WRITTEN REQUEST: Rewrite the records below as a numbered list with one entry per line, omitting blank lines and excluding the pictures from the output.

════

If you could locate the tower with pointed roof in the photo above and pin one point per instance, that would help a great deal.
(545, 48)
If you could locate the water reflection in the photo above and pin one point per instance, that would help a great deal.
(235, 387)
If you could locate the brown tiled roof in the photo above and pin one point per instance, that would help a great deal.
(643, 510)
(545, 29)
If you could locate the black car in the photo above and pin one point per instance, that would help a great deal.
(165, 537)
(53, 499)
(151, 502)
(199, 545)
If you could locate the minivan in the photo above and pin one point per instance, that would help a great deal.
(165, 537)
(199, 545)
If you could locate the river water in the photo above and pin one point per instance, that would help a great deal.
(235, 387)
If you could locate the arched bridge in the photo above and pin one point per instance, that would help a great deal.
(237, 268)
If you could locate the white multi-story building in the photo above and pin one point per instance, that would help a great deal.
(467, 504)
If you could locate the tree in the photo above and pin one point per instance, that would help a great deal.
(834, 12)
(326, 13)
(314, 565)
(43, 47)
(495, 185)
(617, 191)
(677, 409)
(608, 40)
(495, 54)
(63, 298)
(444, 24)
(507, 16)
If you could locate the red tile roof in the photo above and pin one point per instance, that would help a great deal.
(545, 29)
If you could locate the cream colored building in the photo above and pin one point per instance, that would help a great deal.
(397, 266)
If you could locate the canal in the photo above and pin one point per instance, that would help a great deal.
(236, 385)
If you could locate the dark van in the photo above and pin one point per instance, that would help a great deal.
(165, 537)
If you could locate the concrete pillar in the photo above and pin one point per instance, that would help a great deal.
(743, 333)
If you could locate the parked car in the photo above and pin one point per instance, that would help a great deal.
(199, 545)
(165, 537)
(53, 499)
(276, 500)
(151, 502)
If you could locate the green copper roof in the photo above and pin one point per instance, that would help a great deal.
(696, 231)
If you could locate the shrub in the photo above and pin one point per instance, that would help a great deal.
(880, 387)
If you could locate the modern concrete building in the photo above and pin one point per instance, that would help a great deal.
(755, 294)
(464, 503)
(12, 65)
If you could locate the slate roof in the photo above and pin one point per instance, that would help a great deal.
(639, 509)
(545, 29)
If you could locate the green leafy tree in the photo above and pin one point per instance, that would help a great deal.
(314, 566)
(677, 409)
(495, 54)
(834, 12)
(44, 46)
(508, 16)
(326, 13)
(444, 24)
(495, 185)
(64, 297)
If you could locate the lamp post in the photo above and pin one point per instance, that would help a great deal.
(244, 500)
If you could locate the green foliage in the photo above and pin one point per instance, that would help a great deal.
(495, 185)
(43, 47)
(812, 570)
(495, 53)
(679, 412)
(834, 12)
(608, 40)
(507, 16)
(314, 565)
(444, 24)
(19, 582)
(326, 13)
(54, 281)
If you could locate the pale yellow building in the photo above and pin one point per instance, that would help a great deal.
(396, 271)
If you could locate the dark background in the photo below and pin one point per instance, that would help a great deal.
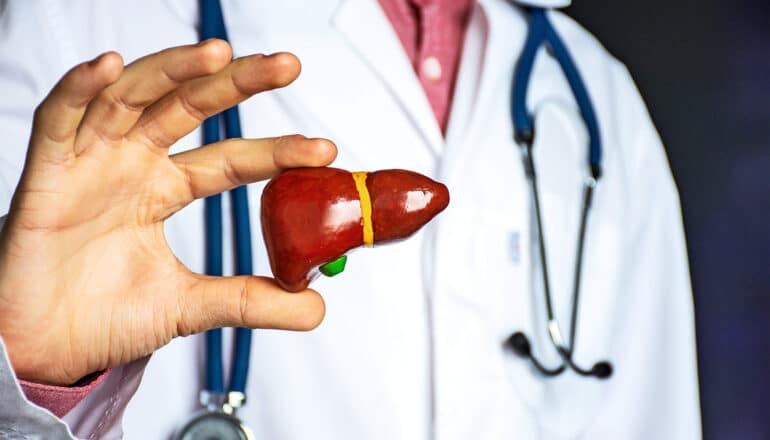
(704, 70)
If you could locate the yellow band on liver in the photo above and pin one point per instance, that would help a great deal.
(366, 207)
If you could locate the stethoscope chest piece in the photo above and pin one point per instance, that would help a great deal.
(214, 425)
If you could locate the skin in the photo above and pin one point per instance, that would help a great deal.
(87, 280)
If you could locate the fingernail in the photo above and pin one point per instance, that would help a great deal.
(96, 60)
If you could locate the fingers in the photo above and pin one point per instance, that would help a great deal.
(180, 112)
(246, 301)
(234, 162)
(58, 117)
(117, 108)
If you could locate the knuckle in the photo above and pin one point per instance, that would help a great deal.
(183, 98)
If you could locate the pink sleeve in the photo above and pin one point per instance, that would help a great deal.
(60, 400)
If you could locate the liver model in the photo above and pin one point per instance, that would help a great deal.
(311, 217)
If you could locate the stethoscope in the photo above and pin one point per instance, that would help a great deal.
(541, 32)
(218, 419)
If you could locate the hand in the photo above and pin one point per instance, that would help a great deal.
(87, 280)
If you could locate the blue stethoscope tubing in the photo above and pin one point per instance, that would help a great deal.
(542, 33)
(213, 26)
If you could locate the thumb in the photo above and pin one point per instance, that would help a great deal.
(246, 301)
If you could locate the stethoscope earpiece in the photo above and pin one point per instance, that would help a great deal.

════

EXERCISE SOLUTION:
1. If you could locate the tower with pointed roof in the photo above and pin one point per instance, that would help a great deal.
2. (545, 48)
3. If you could locate the water reflection in the photo above and pin one point per instance, that would help a great deal.
4. (235, 387)
5. If you could locate the brown tiled roof in the photo above and pin one point per instance, that would help a great deal.
6. (643, 510)
7. (545, 29)
8. If you could locate the black car in the photo above and pin one point per instance, that would help a great deal.
9. (165, 537)
10. (53, 499)
11. (151, 502)
12. (199, 545)
13. If you could locate the minivan in the photo above and pin one point per instance, that would help a great deal.
14. (165, 537)
15. (199, 545)
16. If you could locate the river water in the photo above and pin one point per instance, that would help a great deal.
17. (235, 387)
18. If you could locate the arched bridge in the photo above and pin one point per instance, that would help a great deal.
19. (237, 268)
20. If you could locate the white multi-story building in the photo above and pin one point per instance, that would help a great deal.
21. (467, 504)
22. If you could locate the tree in the photo above and pin one point per instance, that would help a great deal.
23. (834, 12)
24. (326, 13)
25. (314, 565)
26. (43, 47)
27. (495, 185)
28. (617, 191)
29. (677, 409)
30. (608, 40)
31. (495, 54)
32. (63, 298)
33. (444, 24)
34. (507, 16)
35. If you could locate the red tile roof in the photo above and pin one point per instance, that would help a great deal.
36. (545, 29)
37. If you could locate the cream colored building in the photo above and pin one point per instance, that would help a great deal.
38. (397, 266)
39. If you could locate the canal in the photo above and pin one point per instance, that would help a great deal.
40. (236, 385)
41. If you could locate the dark van in the photo above and pin one point per instance, that would help a great deal.
42. (165, 537)
43. If you could locate the concrete pillar in the photo above and pin one point per instance, that would help a great deal.
44. (743, 333)
45. If you could locate the parked car in the photo above and pin one point per instance, that would help a great deal.
46. (199, 545)
47. (165, 537)
48. (53, 499)
49. (276, 500)
50. (151, 502)
51. If you could locate the green copper roof in the photo above and pin one point per instance, that would help a great deal.
52. (696, 231)
53. If you could locate the shrub in the photo above and pin one point per instance, that would help a great deal.
54. (880, 387)
55. If you could locate the modern concrete building in the photo above and pin one point per instance, that would help a great deal.
56. (755, 294)
57. (464, 503)
58. (12, 65)
59. If you could locate the slate roof in the photo above and pin one point per instance, that would help a great deal.
60. (639, 509)
61. (545, 29)
62. If you could locate the green leafy tree in the photo above and pin one point per instance, that would help a great deal.
63. (314, 566)
64. (677, 409)
65. (495, 54)
66. (834, 12)
67. (44, 46)
68. (508, 16)
69. (326, 13)
70. (444, 24)
71. (495, 185)
72. (64, 297)
73. If you could locate the lamp post in the photo above and pin one point per instance, that would help a great deal.
74. (244, 500)
75. If you could locate the green foliage in the photo above and pin one point per instance, that would help a great deal.
76. (495, 185)
77. (43, 47)
78. (812, 570)
79. (495, 53)
80. (679, 412)
81. (834, 12)
82. (608, 40)
83. (507, 16)
84. (314, 565)
85. (444, 24)
86. (19, 582)
87. (326, 13)
88. (54, 281)
89. If you could locate the pale yellow building in the photo above and pin one point per instance, that would help a great deal.
90. (396, 271)
91. If you could locate the dark background in the photo below and pin one point per instance, that would help a great deal.
92. (704, 70)
93. If you could locate the yellow band on liver in the photo above and pin one point per instance, that would help a great deal.
94. (366, 207)
95. If you could locate the stethoscope chest piece in the photo above and pin one point per instance, that would help a great deal.
96. (214, 425)
97. If you could locate the skin in the photo above and pin one point per instance, that would help a great deal.
98. (87, 280)
99. If you could locate the fingernail in the photo above and pin one point per instance, that would help a great deal.
100. (96, 60)
101. If you could locate the fingers in the photo above and pin one point per instance, that would help a great deal.
102. (180, 112)
103. (246, 301)
104. (234, 162)
105. (58, 117)
106. (117, 108)
107. If you could locate the knuckle in the photo above and pin one point per instance, that would help a great deal.
108. (183, 98)
109. If you could locate the pink sleeve in the photo above and pin one point per instance, that would help a great deal.
110. (60, 400)
111. If you could locate the liver model in the photo above and pin one point per instance, that would help a great deal.
112. (311, 217)
113. If you could locate the stethoscope in the photo above and pin one point per instance, that would help a great deal.
114. (541, 32)
115. (218, 419)
116. If you could locate the hand in the photo above and pin one point per instance, that would help a great deal.
117. (87, 280)
118. If you could locate the blue stethoscope tubing in the photo above and pin one point per instance, that would help a great deal.
119. (542, 33)
120. (213, 26)
121. If you could locate the thumb in the photo above and pin one point per instance, that would help a great deal.
122. (246, 301)
123. If you could locate the stethoscope earpiece in the photo above and pin one point per instance, that would help a great deal.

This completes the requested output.